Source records
........

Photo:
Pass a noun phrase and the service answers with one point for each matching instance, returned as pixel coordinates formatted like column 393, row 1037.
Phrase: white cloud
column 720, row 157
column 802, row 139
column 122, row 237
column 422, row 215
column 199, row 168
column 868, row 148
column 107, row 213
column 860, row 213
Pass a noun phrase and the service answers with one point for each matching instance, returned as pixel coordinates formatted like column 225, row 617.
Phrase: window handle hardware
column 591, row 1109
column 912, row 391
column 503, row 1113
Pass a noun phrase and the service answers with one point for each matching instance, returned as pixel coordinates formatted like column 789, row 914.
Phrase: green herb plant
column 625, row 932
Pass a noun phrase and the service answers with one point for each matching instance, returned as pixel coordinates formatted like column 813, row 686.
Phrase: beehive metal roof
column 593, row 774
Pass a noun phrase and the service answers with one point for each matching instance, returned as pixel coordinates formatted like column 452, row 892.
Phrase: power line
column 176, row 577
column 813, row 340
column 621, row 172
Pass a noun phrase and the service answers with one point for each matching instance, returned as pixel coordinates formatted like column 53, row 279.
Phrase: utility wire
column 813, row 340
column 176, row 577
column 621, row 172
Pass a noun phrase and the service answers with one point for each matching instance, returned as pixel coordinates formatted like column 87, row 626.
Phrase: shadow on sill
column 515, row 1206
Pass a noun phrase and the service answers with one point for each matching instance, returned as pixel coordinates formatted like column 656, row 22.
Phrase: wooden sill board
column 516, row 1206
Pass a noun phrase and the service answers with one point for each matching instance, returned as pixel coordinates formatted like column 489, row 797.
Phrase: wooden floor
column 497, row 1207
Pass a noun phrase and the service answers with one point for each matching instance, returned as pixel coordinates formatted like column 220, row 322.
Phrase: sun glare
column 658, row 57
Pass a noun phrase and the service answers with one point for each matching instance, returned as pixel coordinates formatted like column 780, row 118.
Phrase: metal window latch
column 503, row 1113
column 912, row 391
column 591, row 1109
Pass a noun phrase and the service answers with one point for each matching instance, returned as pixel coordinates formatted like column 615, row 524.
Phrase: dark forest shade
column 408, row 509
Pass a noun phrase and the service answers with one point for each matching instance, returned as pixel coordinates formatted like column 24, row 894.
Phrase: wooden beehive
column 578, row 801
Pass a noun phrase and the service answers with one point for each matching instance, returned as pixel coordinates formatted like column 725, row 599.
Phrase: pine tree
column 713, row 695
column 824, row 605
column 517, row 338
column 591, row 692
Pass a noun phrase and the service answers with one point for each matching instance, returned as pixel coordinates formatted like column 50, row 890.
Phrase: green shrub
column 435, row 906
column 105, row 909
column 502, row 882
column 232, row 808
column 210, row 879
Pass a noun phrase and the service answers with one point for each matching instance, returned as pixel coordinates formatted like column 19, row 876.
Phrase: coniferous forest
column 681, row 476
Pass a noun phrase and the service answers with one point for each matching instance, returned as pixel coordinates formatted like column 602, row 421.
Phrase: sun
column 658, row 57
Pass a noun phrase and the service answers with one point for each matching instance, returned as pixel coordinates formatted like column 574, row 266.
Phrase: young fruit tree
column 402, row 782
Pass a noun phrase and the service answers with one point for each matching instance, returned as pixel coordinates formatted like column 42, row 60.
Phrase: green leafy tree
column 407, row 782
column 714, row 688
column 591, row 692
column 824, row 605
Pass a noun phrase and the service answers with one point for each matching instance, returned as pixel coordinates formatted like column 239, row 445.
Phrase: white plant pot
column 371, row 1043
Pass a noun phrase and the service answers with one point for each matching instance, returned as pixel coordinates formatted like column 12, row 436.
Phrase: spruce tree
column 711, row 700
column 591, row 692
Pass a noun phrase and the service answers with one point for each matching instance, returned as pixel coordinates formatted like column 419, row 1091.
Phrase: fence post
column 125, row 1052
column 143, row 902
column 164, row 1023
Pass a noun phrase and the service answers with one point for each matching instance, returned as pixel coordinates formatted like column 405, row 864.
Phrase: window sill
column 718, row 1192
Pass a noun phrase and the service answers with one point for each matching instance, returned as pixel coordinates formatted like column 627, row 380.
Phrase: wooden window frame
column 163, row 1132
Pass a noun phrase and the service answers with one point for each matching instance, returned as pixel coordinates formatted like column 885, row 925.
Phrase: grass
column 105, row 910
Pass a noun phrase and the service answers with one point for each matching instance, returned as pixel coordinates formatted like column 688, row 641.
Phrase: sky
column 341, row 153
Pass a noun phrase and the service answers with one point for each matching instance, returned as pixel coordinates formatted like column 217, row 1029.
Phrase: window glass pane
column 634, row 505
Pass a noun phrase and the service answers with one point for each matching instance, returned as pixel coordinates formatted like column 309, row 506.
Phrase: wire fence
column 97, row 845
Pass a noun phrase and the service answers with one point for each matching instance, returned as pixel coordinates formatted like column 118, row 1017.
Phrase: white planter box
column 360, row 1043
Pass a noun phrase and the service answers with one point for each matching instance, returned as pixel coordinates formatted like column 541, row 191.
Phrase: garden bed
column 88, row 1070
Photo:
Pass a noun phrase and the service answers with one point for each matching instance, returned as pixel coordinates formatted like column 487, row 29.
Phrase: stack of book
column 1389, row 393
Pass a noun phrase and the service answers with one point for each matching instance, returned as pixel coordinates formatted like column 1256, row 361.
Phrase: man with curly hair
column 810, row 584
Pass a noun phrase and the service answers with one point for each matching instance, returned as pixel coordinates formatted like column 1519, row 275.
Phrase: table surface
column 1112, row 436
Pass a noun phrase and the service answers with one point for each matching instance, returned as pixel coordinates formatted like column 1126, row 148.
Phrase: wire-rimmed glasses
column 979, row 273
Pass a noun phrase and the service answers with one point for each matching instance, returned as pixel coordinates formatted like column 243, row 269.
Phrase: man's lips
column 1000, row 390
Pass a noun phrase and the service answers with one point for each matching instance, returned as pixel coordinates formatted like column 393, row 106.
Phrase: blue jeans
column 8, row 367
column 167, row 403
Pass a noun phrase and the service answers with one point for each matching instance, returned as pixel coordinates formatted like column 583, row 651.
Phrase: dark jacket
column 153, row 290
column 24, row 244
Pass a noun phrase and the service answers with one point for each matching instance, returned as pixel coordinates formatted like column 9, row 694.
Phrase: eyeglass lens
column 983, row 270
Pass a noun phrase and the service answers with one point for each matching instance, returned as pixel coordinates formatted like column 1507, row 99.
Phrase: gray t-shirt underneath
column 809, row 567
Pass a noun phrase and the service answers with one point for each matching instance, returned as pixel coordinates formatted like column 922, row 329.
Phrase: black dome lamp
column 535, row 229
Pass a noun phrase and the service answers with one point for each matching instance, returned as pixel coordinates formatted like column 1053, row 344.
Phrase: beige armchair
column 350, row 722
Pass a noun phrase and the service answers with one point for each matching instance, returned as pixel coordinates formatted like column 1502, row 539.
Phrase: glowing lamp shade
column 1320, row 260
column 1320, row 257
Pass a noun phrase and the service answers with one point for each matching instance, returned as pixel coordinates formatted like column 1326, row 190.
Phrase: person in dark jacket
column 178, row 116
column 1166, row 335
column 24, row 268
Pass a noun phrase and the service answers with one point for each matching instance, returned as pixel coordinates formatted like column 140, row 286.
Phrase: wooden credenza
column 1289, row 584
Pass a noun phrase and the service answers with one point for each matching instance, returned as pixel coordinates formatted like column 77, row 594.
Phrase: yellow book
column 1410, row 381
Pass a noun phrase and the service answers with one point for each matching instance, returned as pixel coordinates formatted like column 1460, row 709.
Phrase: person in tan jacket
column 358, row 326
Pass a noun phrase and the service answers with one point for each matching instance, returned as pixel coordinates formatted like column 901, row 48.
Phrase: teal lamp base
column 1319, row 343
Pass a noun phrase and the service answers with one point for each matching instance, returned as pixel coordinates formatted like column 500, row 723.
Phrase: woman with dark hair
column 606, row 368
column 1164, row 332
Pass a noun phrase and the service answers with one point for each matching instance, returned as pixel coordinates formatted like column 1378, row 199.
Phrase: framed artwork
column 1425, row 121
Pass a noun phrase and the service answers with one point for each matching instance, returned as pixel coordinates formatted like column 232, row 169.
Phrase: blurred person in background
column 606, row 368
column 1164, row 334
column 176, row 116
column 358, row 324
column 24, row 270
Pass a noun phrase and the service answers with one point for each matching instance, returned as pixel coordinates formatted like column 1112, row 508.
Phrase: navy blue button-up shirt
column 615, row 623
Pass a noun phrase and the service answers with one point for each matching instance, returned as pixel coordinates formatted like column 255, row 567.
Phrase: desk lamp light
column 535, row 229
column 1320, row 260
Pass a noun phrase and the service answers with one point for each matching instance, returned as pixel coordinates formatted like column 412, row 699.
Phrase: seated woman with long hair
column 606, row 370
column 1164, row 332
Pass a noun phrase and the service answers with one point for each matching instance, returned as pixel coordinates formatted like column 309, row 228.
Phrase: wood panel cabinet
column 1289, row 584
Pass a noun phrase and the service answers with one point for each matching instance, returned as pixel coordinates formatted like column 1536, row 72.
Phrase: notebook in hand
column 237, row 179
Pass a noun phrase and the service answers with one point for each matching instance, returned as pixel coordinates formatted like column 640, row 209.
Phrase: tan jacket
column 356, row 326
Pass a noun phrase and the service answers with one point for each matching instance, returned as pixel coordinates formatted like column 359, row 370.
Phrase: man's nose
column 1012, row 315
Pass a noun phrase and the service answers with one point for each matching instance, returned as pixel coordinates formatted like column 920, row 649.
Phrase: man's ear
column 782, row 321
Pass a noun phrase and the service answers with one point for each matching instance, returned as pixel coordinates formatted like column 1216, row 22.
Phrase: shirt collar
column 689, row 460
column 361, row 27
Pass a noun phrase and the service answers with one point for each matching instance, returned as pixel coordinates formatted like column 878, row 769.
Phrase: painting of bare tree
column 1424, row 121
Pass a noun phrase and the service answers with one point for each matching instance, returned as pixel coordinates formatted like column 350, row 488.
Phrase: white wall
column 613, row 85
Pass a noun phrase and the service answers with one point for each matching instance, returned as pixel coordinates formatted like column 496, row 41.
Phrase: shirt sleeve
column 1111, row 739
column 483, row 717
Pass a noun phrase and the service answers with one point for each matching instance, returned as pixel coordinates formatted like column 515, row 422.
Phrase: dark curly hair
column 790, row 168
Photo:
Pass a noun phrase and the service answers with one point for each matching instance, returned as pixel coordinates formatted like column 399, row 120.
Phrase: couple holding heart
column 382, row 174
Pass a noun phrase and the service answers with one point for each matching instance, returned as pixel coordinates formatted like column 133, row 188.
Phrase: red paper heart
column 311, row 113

........

Reproduce word for word the lines of the records from the line with "1256, row 361." to the line with "column 979, row 273", including both of those lines.

Pass a noun phrase and the service answers with one point for each matching instance, returned as pixel coordinates formatted like column 1256, row 361.
Phrase: man with curly hair
column 810, row 584
Pass a noun phrase and the service answers with one point for each matching instance, returned as pixel coordinates formatted like column 1519, row 275.
Phrase: table surface
column 1112, row 436
Pass a noun phrase and the service answers with one point for each matching instance, returned as pixel coordinates formatted like column 1126, row 148.
Phrase: wire-rimmed glasses
column 979, row 273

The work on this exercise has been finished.